= Task inputs =
○ ○ ○ ○

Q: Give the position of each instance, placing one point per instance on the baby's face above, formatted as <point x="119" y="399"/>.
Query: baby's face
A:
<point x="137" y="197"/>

○ ○ ○ ○

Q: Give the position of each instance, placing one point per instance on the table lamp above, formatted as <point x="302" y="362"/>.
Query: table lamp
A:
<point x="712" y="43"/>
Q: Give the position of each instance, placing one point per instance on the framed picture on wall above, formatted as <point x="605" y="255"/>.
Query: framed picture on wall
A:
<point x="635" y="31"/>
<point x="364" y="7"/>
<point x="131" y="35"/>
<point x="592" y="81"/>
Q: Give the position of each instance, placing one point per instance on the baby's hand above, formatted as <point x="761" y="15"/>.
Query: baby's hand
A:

○ ○ ○ ○

= Problem requirements =
Extract every line of the entries above that contains the string "picture". Matching is case-sensitive.

= Correct response =
Q: Give the position of each instance, placing one point per instance on the framed picture on wall above, formatted as <point x="605" y="255"/>.
Query: framed picture on wall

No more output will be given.